Picture credit: grace2f.org

19 August 2014

Frustration

I often find this emotion with expats, even with myself. I guess that it is natural, but it doesn’t mean that it is pleasant. I guess we know that we are going through a process and sometimes it makes it easier, but sometimes it just doesn’t. It is funny how we react when suddenly everything that we know is taken away. You grow up, you study, you learn the ropes, you can explain, help, delegate well and with confidence and the suddenly you sit somewhere totally foreign where you cannot even help yourself, even if you wanted to. The only way that you can help yourself is by asking for help, researching or finding out how it works in this new environment and asking for help and waiting to be helped are not necessarily everyone's strong points, but indeed skills that an expat needs to acquire to survive and avoid frustration.

**DIRECTIONS:**
A. In the post on expat frustration, what are the ways given for helping yourself in a new environment? List every one.
B. Carry on the post about expat frustration from its last sentence.
The data plays no part in anything about the post above.

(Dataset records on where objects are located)

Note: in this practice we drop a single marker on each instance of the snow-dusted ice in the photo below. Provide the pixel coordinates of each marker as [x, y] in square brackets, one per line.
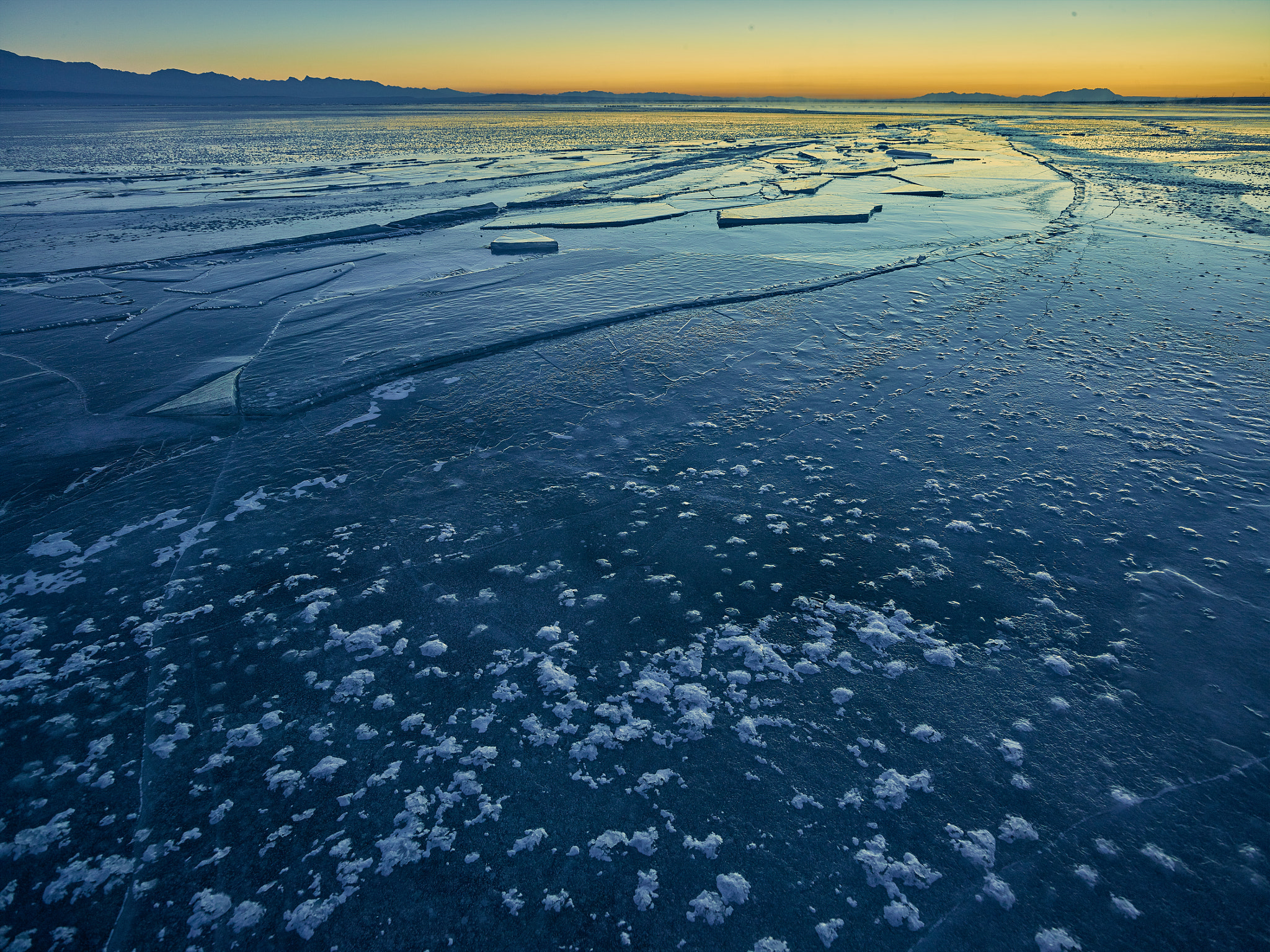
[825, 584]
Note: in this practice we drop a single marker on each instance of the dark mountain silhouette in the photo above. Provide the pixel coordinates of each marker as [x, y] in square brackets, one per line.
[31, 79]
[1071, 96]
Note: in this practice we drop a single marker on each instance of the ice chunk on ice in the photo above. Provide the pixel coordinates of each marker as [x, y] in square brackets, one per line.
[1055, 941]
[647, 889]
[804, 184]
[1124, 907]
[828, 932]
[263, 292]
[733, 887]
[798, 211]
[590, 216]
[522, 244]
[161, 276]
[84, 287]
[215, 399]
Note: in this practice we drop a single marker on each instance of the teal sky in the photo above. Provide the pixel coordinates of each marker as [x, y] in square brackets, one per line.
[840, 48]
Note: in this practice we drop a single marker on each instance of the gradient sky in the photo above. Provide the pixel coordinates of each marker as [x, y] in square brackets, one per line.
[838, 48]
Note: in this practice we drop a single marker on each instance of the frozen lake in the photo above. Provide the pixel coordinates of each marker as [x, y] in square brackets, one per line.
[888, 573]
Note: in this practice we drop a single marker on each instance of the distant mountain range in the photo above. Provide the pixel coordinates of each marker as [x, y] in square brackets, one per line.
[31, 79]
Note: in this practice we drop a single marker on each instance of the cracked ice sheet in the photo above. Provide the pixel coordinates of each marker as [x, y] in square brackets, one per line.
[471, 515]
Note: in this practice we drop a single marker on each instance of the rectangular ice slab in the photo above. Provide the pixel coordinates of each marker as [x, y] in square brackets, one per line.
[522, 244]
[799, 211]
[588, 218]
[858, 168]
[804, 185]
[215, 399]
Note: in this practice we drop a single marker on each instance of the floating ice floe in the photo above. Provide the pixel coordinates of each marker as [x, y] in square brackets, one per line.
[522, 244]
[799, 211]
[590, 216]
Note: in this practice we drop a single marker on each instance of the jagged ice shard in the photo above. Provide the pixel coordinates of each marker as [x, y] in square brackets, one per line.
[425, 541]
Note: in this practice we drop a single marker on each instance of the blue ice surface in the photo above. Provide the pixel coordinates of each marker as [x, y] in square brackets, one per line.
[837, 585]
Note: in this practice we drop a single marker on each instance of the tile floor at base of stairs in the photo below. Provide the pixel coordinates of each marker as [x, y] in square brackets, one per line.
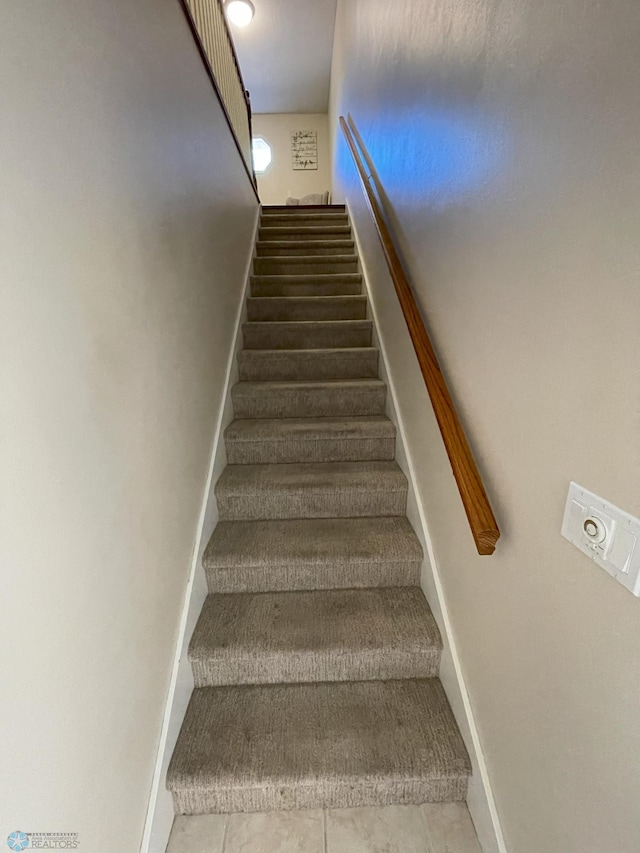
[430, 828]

**RESULTS OF THE EXERCISE:**
A.
- Asking for help
- Researching
- Finding out how it works in this new environment

B.
To put it bluntly, expats sometimes feel dumb. Dumb because they have to ask so many questions or have to learn so many new things (from social interaction in a new culture to basic administration). And the smarter you think you are, the dumber you feel. We are not used to feeling helpless, clueless, powerless or unconfident in our home environments, but now in this new adventure it is inevitable. Things don’t run at our pace and there is very little that we can do about it. Maybe you are used to a fast paced environment where you can easily and confidently play ball all over the court, but now you only have a thin stick and a golf ball and you are supposed to play this fast paced game on a court that you don’t even recognise as being a court. So you feel dumb and you maybe start to think that everybody else thinks you are dumb as well. It gets frustrating. You know who you are inside, you know that you have potential and you even love yourself, but often you just feel like you are tramped in the body of a headless chicken or a clumsy Michelin man. Maybe you are even trying to convince people that you are not normally like this...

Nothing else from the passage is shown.